→ TASK DETAILS: The Vijay Dahiya profile below has a career statistics table. List each statistic that the table gives as a row label, leaving out the Competition header row.

→ EXTRACTED TEXT:

Personal information
- Born: 10 May 1973 (age 53) Delhi, India
- Batting: Right-handed
- Role: Wicket-keeper

International information
- National side: India (2000–2001);
- Test debut (cap 232): 18 November 2000 v Zimbabwe
- Last Test: 25 November 2000 v Zimbabwe
- ODI debut (cap 132): 3 October 2000 v Kenya
- Last ODI: 6 April 2001 v Australia

Domestic team information
- 1993/94–2006: Delhi

Career statistics
| Competition | Test | ODI | FC | LA |
| Matches | 2 | 19 | 84 | 83 |
| Runs scored | 2 | 216 | 3,532 | 1,389 |
| Batting average | – | 16.61 | 33.63 | 21.70 |
| 100s/50s | 0/0 | 0/1 | 3/24 | 1/6 |
| Top score | 2* | 51 | 152 | 102 |
| Catches/stumpings | 6/0 | 19/5 | 196/20 | 80/23 |

Medal record
Men's Cricket
Representing India
ICC Champions Trophy
| Runner-up | 2000 Kenya |  |
- Source: , 20 December 2013

= Vijay Dahiya =

Indian cricketer (born 1973)

Vijay Dahiya (born 10 May 1973) is a former Indian wicketkeeper. He is currently coach of the Uttar Pradesh cricket team and assistant coach of Gujarat Titans in Indian Premier League. He was a part of the squad which finished as runners-up at the 2000 ICC Champions Trophy.

→ DATASET:
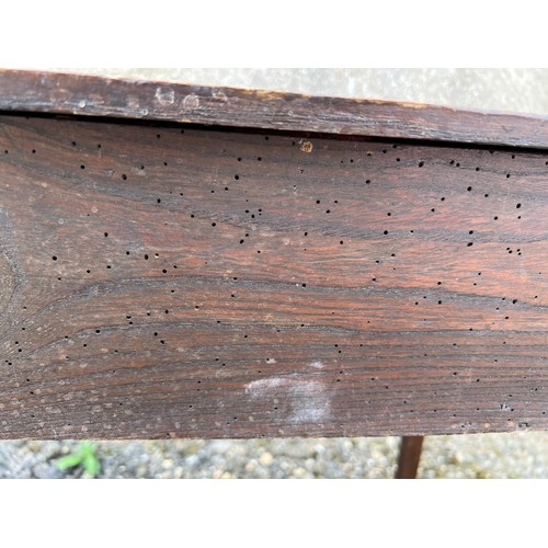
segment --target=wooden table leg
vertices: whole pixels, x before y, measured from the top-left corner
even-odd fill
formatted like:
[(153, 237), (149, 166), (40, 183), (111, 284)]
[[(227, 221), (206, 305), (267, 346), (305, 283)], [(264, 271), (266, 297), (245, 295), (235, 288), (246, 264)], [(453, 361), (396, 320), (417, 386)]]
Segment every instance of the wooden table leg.
[(415, 479), (424, 436), (403, 436), (396, 479)]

→ RESULT OF THE TASK:
- Matches
- Runs scored
- Batting average
- 100s/50s
- Top score
- Catches/stumpings